**DOCUMENT SECTION**
The 5.1 million subscribers that Netflix added during the July-September period represented a 42% decline from the total gained during the same time last year. Even so, the company’s revenue and profit rose at a faster pace than analysts had projected, according to FactSet Research.

Netflix ended September with 282.7 million worldwide subscribers — far more than any other streaming service.

The Los Gatos, California, company earned $2.36 billion, or $5.40 per share, a 41% increase from the same time last year. Revenue climbed 15% from a year ago to $9.82 billion. Netflix management predicted the company’s revenue will rise at the same 15% year-over-year pace during the October-December period, slightly than better than analysts have been expecting.

The strong financial performance in the past quarter coupled with the upbeat forecast eclipsed any worries about slowing subscriber growth. Netflix’s stock price surged nearly 4% in extended trading after the numbers came out, building upon a more than 40% increase in the company’s shares so far this year.

The past quarter’s subscriber gains were the lowest posted in any three-month period since the beginning of last year. That drop-off indicates Netflix is shifting to a new phase after reaping the benefits from a ban on the once-rampant practice of sharing account passwords that enabled an estimated 100 million people watch its popular service without paying for it.

The crackdown, triggered by a rare loss of subscribers coming out of the pandemic in 2022, helped Netflix add 57 million subscribers from June 2022 through this June — an average of more than 7 million per quarter, while many of its industry rivals have been struggling as households curbed their discretionary spending.

**QUESTIONS TO ANSWER**
1) Reproduce word for word the portion of the Netflix earnings article between "The past quarter’s" and "their discretionary spending.", inclusive.
2) Write the next part of the Netflix earnings article, picking up after its last sentence.

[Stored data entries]
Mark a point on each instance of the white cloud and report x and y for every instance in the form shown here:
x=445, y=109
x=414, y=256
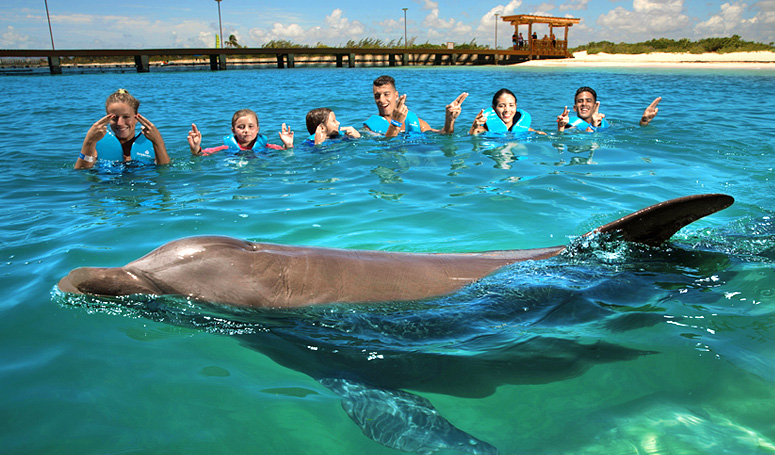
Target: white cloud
x=574, y=5
x=487, y=21
x=10, y=38
x=337, y=29
x=647, y=20
x=730, y=20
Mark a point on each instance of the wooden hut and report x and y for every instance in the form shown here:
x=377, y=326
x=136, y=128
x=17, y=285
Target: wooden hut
x=546, y=45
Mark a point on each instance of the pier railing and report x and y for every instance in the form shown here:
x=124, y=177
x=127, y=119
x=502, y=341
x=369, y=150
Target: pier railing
x=290, y=57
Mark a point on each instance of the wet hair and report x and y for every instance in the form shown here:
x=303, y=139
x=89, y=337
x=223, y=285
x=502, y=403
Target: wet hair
x=317, y=116
x=122, y=96
x=384, y=80
x=242, y=113
x=501, y=92
x=585, y=89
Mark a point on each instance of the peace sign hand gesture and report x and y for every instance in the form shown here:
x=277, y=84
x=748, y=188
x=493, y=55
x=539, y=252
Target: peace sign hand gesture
x=563, y=119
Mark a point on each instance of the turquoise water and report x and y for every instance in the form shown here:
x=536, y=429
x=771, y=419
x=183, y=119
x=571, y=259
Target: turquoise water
x=613, y=350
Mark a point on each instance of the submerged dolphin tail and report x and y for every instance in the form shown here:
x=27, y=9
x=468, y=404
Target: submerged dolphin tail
x=654, y=225
x=401, y=420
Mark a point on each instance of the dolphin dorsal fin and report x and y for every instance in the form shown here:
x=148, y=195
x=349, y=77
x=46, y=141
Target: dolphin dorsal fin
x=654, y=225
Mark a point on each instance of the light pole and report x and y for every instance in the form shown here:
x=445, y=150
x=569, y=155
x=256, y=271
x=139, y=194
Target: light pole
x=405, y=44
x=220, y=27
x=496, y=30
x=49, y=26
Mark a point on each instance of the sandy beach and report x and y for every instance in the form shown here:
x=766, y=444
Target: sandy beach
x=752, y=60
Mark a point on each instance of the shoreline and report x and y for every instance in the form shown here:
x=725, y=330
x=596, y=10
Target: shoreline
x=732, y=60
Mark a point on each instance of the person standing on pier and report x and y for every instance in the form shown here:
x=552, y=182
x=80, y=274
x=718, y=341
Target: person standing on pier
x=395, y=117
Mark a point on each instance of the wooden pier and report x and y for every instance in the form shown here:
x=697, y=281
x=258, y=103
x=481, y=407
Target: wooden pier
x=533, y=48
x=221, y=59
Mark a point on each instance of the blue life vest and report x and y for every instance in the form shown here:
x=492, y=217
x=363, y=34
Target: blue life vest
x=109, y=148
x=496, y=125
x=380, y=125
x=258, y=146
x=582, y=125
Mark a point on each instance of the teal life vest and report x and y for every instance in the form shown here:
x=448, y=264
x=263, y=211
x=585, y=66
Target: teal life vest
x=379, y=124
x=582, y=125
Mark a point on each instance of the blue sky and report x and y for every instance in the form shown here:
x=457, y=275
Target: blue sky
x=83, y=24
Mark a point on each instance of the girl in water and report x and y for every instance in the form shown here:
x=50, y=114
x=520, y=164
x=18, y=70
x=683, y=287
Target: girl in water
x=503, y=116
x=245, y=136
x=119, y=142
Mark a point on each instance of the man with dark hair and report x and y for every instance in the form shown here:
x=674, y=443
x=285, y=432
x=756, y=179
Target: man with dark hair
x=588, y=117
x=394, y=116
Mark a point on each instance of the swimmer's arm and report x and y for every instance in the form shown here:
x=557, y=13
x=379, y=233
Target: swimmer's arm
x=650, y=112
x=479, y=126
x=453, y=110
x=563, y=120
x=424, y=126
x=350, y=131
x=152, y=134
x=286, y=135
x=195, y=140
x=89, y=147
x=399, y=115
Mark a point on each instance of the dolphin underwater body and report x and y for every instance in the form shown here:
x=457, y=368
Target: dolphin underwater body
x=277, y=279
x=264, y=275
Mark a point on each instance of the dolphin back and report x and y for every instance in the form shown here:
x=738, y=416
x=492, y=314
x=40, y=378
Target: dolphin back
x=401, y=420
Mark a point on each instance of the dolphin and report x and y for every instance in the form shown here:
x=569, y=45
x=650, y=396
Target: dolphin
x=265, y=275
x=279, y=281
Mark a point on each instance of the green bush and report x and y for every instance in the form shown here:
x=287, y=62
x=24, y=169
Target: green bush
x=720, y=45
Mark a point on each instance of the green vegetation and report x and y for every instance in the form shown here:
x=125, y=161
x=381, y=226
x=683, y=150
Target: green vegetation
x=719, y=45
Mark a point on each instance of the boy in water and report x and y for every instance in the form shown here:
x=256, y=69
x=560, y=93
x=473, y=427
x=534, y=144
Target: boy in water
x=322, y=125
x=589, y=118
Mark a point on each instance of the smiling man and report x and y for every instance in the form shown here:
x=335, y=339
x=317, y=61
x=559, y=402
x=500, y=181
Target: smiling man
x=588, y=117
x=395, y=117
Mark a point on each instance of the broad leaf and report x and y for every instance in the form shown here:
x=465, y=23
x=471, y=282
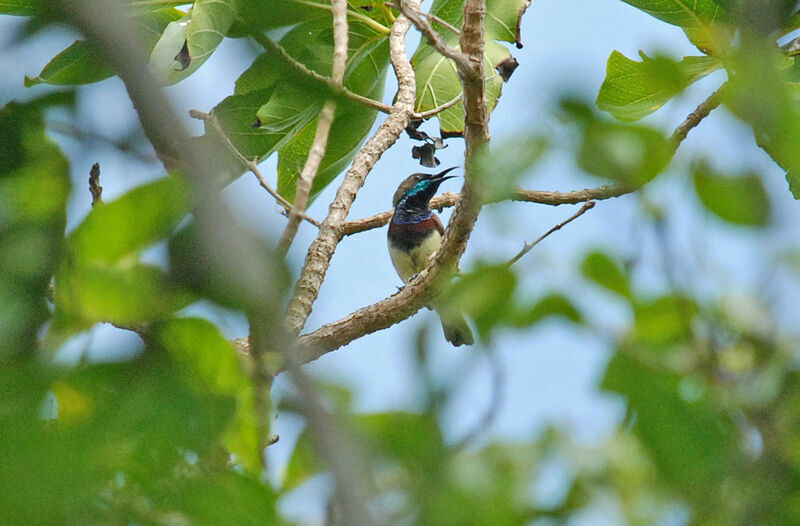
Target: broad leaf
x=626, y=153
x=19, y=7
x=742, y=199
x=634, y=89
x=437, y=77
x=187, y=43
x=131, y=223
x=209, y=363
x=82, y=63
x=704, y=21
x=34, y=185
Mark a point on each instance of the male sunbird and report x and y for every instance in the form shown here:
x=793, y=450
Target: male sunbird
x=415, y=233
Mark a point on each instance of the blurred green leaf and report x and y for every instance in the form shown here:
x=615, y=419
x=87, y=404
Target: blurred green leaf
x=626, y=153
x=603, y=270
x=82, y=63
x=550, y=305
x=19, y=7
x=126, y=295
x=303, y=464
x=690, y=441
x=665, y=320
x=200, y=32
x=131, y=223
x=237, y=270
x=34, y=185
x=484, y=294
x=742, y=199
x=499, y=169
x=755, y=68
x=632, y=90
x=704, y=21
x=210, y=363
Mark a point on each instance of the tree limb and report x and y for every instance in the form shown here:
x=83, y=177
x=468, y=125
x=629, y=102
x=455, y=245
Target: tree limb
x=324, y=122
x=322, y=249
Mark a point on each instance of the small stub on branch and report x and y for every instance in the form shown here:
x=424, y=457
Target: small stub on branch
x=94, y=185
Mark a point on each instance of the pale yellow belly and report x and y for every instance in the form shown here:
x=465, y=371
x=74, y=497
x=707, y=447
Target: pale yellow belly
x=415, y=261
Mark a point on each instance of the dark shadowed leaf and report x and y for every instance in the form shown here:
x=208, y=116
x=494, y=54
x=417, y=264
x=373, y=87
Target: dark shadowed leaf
x=741, y=199
x=34, y=185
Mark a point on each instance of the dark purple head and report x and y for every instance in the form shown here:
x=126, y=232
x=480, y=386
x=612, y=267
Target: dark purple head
x=417, y=190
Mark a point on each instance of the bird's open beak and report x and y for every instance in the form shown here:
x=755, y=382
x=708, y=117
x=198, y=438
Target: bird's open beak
x=441, y=176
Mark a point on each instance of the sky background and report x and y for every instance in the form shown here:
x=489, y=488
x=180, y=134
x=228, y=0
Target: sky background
x=549, y=373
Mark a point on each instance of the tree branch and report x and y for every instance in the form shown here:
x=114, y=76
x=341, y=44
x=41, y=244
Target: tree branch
x=250, y=165
x=433, y=38
x=324, y=122
x=337, y=88
x=528, y=246
x=322, y=249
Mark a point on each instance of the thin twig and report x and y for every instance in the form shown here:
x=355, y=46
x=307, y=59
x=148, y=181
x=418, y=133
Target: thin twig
x=528, y=246
x=434, y=18
x=449, y=104
x=337, y=88
x=94, y=185
x=251, y=166
x=324, y=122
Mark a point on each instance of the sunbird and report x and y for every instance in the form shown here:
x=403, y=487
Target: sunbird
x=415, y=234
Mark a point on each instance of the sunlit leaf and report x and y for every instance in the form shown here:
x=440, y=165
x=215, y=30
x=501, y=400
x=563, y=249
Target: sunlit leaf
x=664, y=320
x=131, y=223
x=632, y=90
x=210, y=363
x=704, y=21
x=741, y=199
x=484, y=294
x=34, y=185
x=201, y=31
x=83, y=63
x=690, y=441
x=626, y=153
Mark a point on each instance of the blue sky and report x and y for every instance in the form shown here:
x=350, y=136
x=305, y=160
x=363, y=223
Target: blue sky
x=551, y=371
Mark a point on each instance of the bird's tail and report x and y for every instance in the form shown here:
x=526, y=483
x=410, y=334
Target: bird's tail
x=456, y=330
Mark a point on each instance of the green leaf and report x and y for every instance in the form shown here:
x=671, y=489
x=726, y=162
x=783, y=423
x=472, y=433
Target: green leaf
x=200, y=32
x=127, y=296
x=19, y=7
x=741, y=200
x=131, y=223
x=352, y=121
x=484, y=294
x=626, y=153
x=239, y=270
x=689, y=441
x=210, y=363
x=603, y=270
x=275, y=107
x=550, y=305
x=634, y=89
x=756, y=68
x=303, y=464
x=34, y=186
x=703, y=20
x=82, y=63
x=667, y=320
x=437, y=77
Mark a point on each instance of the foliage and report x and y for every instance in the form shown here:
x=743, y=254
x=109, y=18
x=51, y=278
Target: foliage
x=175, y=434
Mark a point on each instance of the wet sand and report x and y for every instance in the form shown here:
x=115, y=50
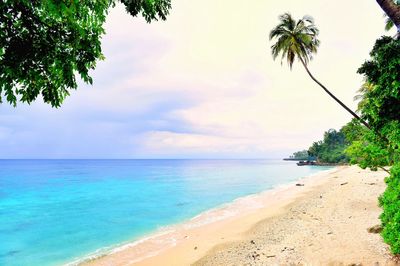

**ANSWERS TO THE EXERCISES**
1)
The past quarter’s subscriber gains were the lowest posted in any three-month period since the beginning of last year. That drop-off indicates Netflix is shifting to a new phase after reaping the benefits from a ban on the once-rampant practice of sharing account passwords that enabled an estimated 100 million people watch its popular service without paying for it.

The crackdown, triggered by a rare loss of subscribers coming out of the pandemic in 2022, helped Netflix add 57 million subscribers from June 2022 through this June — an average of more than 7 million per quarter, while many of its industry rivals have been struggling as households curbed their discretionary spending.

2)
Netflix’s gains also were propelled by a low-priced version of its service that included commercials for the first time in its history. The company still is only getting a small fraction of its revenue from the 2-year-old advertising push, but Netflix is intensifying its focus on that segment of its business to help boost its profits.

In a letter to shareholder, Netflix reiterated previous cautionary notes about its expansion into advertising, though the low-priced option including commercials has become its fastest growing segment.

“We have much more work to do improving our offering for advertisers, which will be a priority over the next few years,” Netflix management wrote in the letter.

As part of its evolution, Netflix has been increasingly supplementing its lineup of scripted TV series and movies with live programming, such as a Labor Day spectacle featuring renowned glutton Joey Chestnut setting a world record for gorging on hot dogs in a showdown with his longtime nemesis Takeru Kobayashi.

Netflix will be trying to attract more viewer during the current quarter with a Nov. 15 fight pitting former heavyweight champion Mike Tyson against Jake Paul, a YouTube sensation turned boxer, and two National Football League games on Christmas Day.